**YOUR ASSIGNMENT**
Please output each entry in the material beneath exactly as shown.
· · · · ·
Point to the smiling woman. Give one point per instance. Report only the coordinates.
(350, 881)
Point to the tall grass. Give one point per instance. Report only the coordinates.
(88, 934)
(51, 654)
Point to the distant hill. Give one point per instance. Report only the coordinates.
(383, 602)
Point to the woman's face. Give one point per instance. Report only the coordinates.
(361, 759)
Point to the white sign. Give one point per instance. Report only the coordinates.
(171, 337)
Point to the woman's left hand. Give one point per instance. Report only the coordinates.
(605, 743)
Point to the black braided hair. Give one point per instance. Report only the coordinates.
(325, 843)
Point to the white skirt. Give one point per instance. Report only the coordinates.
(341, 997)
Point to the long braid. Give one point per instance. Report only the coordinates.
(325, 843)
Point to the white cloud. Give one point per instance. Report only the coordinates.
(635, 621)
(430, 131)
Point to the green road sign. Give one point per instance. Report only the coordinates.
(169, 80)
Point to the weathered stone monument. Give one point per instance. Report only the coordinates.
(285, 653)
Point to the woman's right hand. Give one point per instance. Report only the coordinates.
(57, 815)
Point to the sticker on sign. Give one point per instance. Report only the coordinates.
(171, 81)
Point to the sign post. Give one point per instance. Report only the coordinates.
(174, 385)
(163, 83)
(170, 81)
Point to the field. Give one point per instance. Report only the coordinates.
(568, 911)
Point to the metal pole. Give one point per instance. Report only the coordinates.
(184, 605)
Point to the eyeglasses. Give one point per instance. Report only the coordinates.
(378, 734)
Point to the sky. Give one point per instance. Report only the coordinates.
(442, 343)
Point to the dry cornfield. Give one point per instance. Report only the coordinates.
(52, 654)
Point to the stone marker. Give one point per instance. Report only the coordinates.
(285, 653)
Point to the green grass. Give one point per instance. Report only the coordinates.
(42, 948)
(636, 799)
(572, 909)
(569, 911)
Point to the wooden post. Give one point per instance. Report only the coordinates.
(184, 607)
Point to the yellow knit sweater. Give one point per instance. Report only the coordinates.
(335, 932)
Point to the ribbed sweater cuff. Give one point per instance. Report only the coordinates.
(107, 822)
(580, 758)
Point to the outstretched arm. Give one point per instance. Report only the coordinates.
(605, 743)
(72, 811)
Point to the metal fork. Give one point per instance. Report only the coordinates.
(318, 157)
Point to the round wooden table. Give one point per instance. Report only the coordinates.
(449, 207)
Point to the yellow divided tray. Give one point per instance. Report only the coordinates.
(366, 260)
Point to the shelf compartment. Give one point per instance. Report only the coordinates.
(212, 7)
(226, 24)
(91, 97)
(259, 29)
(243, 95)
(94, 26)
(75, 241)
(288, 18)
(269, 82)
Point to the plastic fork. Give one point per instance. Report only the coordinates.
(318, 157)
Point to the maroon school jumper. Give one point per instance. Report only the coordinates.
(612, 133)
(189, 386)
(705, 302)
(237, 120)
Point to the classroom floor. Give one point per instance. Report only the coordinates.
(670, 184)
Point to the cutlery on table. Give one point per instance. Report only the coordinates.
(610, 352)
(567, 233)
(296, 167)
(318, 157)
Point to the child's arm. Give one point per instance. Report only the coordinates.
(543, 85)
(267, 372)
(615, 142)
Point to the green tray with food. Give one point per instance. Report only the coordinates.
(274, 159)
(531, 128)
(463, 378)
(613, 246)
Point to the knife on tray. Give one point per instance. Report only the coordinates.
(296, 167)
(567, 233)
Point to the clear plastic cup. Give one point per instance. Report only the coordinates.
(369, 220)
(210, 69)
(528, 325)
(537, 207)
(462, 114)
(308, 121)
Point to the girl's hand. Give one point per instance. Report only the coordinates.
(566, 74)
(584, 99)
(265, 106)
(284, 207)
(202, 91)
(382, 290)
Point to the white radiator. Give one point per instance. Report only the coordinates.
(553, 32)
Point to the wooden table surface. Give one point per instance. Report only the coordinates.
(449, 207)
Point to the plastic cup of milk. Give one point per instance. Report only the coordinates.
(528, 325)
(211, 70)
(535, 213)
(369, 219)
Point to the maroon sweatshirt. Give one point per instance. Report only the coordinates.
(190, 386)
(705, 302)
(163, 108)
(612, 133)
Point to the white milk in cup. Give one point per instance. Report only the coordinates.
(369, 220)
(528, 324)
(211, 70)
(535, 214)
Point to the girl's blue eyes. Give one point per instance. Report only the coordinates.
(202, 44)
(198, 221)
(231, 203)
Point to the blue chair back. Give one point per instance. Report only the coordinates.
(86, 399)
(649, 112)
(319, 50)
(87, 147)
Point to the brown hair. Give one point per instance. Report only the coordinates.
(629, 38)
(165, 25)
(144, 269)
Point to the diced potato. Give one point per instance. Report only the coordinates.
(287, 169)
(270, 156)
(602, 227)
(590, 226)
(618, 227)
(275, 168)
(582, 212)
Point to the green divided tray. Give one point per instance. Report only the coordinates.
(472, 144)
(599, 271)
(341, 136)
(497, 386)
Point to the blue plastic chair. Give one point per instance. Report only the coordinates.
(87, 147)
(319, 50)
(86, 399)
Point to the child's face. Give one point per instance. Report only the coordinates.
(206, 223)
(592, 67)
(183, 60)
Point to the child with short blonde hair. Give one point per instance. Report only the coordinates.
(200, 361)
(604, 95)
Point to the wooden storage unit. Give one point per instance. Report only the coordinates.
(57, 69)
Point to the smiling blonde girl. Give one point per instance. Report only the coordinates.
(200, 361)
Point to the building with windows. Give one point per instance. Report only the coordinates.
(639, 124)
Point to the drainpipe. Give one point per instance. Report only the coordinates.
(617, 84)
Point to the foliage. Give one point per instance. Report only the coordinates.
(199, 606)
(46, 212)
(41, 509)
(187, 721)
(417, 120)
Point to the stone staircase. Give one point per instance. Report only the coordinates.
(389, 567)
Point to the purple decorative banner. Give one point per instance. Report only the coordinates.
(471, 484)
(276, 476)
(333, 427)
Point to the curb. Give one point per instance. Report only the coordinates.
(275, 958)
· · · · ·
**YOUR SOLUTION**
Point to the smiling woman. Give one point per instance. Report only the coordinates.
(350, 881)
Point to the tall grass. Give one point per instance. Report only the coordinates.
(88, 934)
(51, 654)
Point to the distant hill. Give one point per instance. Report only the coordinates.
(383, 602)
Point to the woman's face. Give one point per instance. Report only the coordinates.
(361, 759)
Point to the white sign. Give one point per instance. Report only the coordinates.
(171, 337)
Point to the woman's left hand. Give one point per instance. Report only the coordinates.
(605, 743)
Point to the black braided hair. Give one point per instance. Report only the coordinates.
(325, 843)
Point to the white skirt. Give one point per instance. Report only the coordinates.
(341, 997)
Point to the long braid. Give one point per instance. Report only the coordinates.
(325, 843)
Point to the white cloud. Give one point per instance. Report only the coordinates.
(635, 621)
(430, 131)
Point to the green road sign. Give one point per instance. Report only the coordinates.
(169, 80)
Point to the weathered stone monument. Give one point per instance. Report only the coordinates.
(285, 653)
Point to the woman's right hand. Give one point per instance. Report only the coordinates.
(57, 815)
Point to the sticker on sign. Give one point per instance. Report only the coordinates.
(171, 81)
Point to the sign post. Give one point per instance. Report only the coordinates.
(174, 385)
(163, 83)
(170, 81)
Point to the field. Give one point per instance. Report only the coordinates.
(568, 911)
Point to the metal pole. Give one point per instance. Report only the coordinates.
(184, 605)
Point to the eyeglasses. Give one point per instance. Report only the coordinates.
(378, 734)
Point to the sky. Give one point per instance. Report only the coordinates.
(442, 343)
Point to the dry cornfield. Give one point per instance. Report only the coordinates.
(52, 654)
Point to the stone marker. Give one point per instance. Report only the coordinates.
(285, 653)
Point to the green grass. Give one point per instance. Report only the coordinates.
(42, 948)
(636, 799)
(572, 909)
(569, 911)
Point to the wooden post. Give one point per instance. Report only the coordinates.
(184, 607)
Point to the yellow knit sweater. Give one point per instance. Report only the coordinates.
(335, 932)
Point to the ribbed sweater cuff. Give one point per instance. Report only the coordinates.
(107, 822)
(580, 758)
Point to the outstretched arm. Give one point per instance. Report only the coordinates.
(605, 743)
(72, 811)
Point to the metal fork. Give one point per instance. Report only the coordinates.
(318, 157)
Point to the round wooden table. Give one point per instance. Report only the coordinates.
(449, 207)
Point to the yellow divided tray. Give one point per instance. Report only the coordinates.
(366, 260)
Point to the shelf compartment. Give one point per instance. Report only the coordinates.
(212, 7)
(226, 24)
(91, 97)
(259, 29)
(243, 95)
(94, 26)
(75, 241)
(288, 18)
(269, 82)
Point to the plastic fork. Give one point per instance. Report only the coordinates.
(318, 157)
Point to the maroon school jumper. Give one point per instance. Report only the coordinates.
(612, 133)
(189, 386)
(705, 302)
(237, 120)
Point to the classroom floor. Give one point per instance. Report only the coordinates.
(670, 184)
Point to the cutlery on table. Give one point per instance. Report only the coordinates.
(610, 352)
(567, 233)
(296, 167)
(318, 157)
Point to the child's arm. Give one point per instance. Report only the coordinates.
(543, 85)
(267, 372)
(615, 142)
Point to the green tray with food. Give one point per instance. Report only the coordinates.
(274, 159)
(531, 128)
(463, 378)
(613, 246)
Point to the knife on tray. Give one point per instance. Report only the coordinates.
(296, 167)
(567, 233)
Point to the clear plastic cup. Give one point per instance. Report only the coordinates.
(369, 220)
(210, 69)
(528, 325)
(537, 207)
(462, 114)
(308, 121)
Point to the girl's hand. Give one point per instance. Report only the coordinates.
(566, 74)
(584, 99)
(265, 106)
(284, 207)
(202, 91)
(382, 290)
Point to the white radiator. Give one point per instance. Report only the coordinates.
(553, 32)
Point to the wooden table surface. Give one point per instance. Report only the coordinates.
(449, 207)
Point to the plastic cup of milk. Give one point per instance. Report only the coordinates.
(528, 325)
(211, 70)
(535, 213)
(369, 219)
Point to the maroon sweatshirt. Give one point per instance. Report only the coordinates.
(190, 386)
(705, 302)
(163, 108)
(612, 133)
Point to the white milk in cup. Give one point per instance. Report only the coordinates.
(369, 220)
(528, 324)
(211, 70)
(535, 214)
Point to the girl's blue eyes. Give one point per instance. Report only the coordinates.
(202, 44)
(198, 221)
(231, 203)
Point to the blue chair back. Give one point per instance. Report only the coordinates.
(86, 399)
(649, 112)
(319, 50)
(87, 147)
Point to the brown hair. Give one point per instance. Report only the coordinates.
(629, 38)
(165, 25)
(144, 269)
Point to the diced potato. Give one point per instance. Report only the coordinates.
(287, 169)
(270, 156)
(602, 227)
(590, 226)
(618, 227)
(275, 168)
(582, 212)
Point to the green divided tray. Give one point per instance. Report only the coordinates.
(472, 144)
(599, 271)
(341, 136)
(497, 386)
Point to the blue plastic chair. Give one point per instance. Report only the coordinates.
(87, 147)
(319, 50)
(86, 399)
Point to the child's face. Give one point per instance. Report only the coordinates.
(206, 223)
(592, 67)
(183, 60)
Point to the child with short blonde hair. Give one point per instance. Report only the coordinates.
(200, 361)
(604, 95)
Point to the wooden storage unit. Give one point per instance. Report only the coordinates.
(57, 69)
Point to the smiling blonde girl. Give one point per instance. Report only the coordinates.
(200, 361)
Point to the building with windows. Give one point per instance. Report only the coordinates.
(639, 124)
Point to the drainpipe. Give one point per instance. Report only the coordinates.
(617, 84)
Point to the foliage. Give one point per instance. Report only the coordinates.
(199, 606)
(46, 212)
(41, 509)
(187, 721)
(417, 120)
Point to the stone staircase. Give one point per instance. Report only the coordinates.
(389, 567)
Point to the purple decorative banner. Give one point per instance. Report only the coordinates.
(471, 484)
(276, 476)
(333, 427)
Point to the curb. Give one point per instance. Report only the coordinates.
(275, 958)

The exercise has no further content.